# Devanagri: ancient and modern alphabet



## Nasif ali

Any Member
If some one know the old devanagari script or some one can tell me the difference betwen the old devanagari script and the modern devanagari script. I am trying to read some old manuscript written in Devanagari script and I understand 75 % but some of the alphabets looks different to me . If some one can help me I will really be appreciated.
Thanks
Nasif ali


----------



## panjabigator

Saalam Aleikum!  Welcome to our Wordreference!  I am happy to see finally another Desi and another South Asian language represented on this forum!  Hurray!  Please add your Sindhi language tidbits to whatever you can!  

Now, addressing your question, I am unaware of any older or more antiquated form of Devanagri.  There is however something called the Kaithi script, which was a sort of short hand used by merchants during the Mughal days.  I believe that Maithili, spoken in Bihar, actually uses this script today.  

I did a google image search and here is what I found.


----------



## Nasif ali

Dear Sir.
I am glad to hear a desi voice from Pakistan or India. It dosen't a matter. I am really happy to see the reply so quickly. I am from Pakistan, Hyderabad Sindh. Sindhi language is the oldest language of the south asia. Most of our literature written during 1600 century A.D in Devanagari script and also in Arabic Script. In 1978 in India Mr. Hero Thakar found an old manuscript written in devanagari script he read that MANUSCRIPT and found 118 doha of qazi qazan written in sindhi. Recently I was just trying to learn devanagari script, so I might read some old manuscript and found some sindhi poetry. This is the only reason I am learning devanagari script.

(Coordinate labeling lines)
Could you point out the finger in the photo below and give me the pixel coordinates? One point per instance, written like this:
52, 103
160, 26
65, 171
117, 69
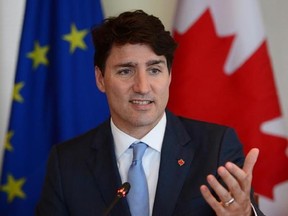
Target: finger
243, 179
210, 199
250, 160
232, 182
221, 192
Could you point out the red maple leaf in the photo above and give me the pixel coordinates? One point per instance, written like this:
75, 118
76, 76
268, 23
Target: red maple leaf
244, 100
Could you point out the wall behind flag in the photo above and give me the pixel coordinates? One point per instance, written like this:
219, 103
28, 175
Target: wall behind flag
11, 14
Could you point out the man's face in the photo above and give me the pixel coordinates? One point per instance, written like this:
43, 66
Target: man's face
136, 82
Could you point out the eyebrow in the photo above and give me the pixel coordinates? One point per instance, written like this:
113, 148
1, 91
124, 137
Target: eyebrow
155, 62
132, 64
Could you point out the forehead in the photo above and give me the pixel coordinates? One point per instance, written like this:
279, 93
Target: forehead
137, 53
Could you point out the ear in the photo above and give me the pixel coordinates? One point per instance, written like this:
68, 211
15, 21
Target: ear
99, 79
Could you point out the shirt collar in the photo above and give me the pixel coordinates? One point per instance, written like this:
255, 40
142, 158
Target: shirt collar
153, 139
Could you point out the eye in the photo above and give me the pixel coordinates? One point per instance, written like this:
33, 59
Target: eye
154, 71
124, 71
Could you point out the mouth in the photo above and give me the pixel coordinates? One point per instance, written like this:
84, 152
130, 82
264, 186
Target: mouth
141, 102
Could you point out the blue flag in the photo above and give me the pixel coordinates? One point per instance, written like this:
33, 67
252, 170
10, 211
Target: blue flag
55, 96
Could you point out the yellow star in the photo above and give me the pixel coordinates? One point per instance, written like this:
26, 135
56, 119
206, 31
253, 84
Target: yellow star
38, 55
8, 146
76, 38
16, 92
13, 188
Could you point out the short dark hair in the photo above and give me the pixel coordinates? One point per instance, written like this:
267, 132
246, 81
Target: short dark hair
132, 27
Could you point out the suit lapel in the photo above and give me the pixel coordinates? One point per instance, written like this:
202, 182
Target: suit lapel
103, 165
176, 157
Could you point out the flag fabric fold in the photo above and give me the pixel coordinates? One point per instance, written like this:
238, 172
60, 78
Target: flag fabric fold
54, 98
222, 73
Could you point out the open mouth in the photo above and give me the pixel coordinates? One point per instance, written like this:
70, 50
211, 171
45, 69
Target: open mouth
141, 102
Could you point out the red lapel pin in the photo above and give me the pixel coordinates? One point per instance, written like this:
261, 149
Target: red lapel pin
181, 162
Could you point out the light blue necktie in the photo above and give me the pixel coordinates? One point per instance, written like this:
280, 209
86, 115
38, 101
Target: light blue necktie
138, 198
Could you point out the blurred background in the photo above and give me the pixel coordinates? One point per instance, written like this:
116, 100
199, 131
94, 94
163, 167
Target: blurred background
274, 16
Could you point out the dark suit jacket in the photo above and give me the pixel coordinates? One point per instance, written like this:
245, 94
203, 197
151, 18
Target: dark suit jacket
82, 174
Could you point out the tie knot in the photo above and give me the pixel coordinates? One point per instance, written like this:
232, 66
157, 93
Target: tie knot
138, 150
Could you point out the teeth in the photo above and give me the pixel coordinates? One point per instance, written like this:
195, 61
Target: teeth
141, 102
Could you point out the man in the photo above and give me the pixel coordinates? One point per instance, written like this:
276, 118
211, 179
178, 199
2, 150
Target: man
181, 156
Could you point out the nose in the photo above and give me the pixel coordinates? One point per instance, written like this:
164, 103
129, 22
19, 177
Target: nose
141, 83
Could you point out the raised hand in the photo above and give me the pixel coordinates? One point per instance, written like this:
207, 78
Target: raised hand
236, 199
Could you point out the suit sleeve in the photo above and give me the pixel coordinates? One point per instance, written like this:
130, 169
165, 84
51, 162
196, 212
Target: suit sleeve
52, 200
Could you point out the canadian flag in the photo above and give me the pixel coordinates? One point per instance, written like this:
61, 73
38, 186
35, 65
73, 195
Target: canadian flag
222, 73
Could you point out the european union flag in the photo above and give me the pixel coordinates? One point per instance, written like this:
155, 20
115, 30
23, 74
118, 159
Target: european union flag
55, 97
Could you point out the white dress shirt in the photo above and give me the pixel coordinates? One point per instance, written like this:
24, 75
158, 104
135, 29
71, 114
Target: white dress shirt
150, 160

(Required task A)
In the forum thread on old Devanagari script, what script is described as a kind of shorthand used by merchants during the Mughal days?
(Required task B)
Copy the passage of the forum thread on old Devanagari script between "Now, addressing your" and "what I found.", inclusive.

(Task answer A)
The Kaithi script.

(Task answer B)
Now, addressing your question, I am unaware of any older or more antiquated form of Devanagri.  There is however something called the Kaithi script, which was a sort of short hand used by merchants during the Mughal days.  I believe that Maithili, spoken in Bihar, actually uses this script today.  

I did a google image search and here is what I found.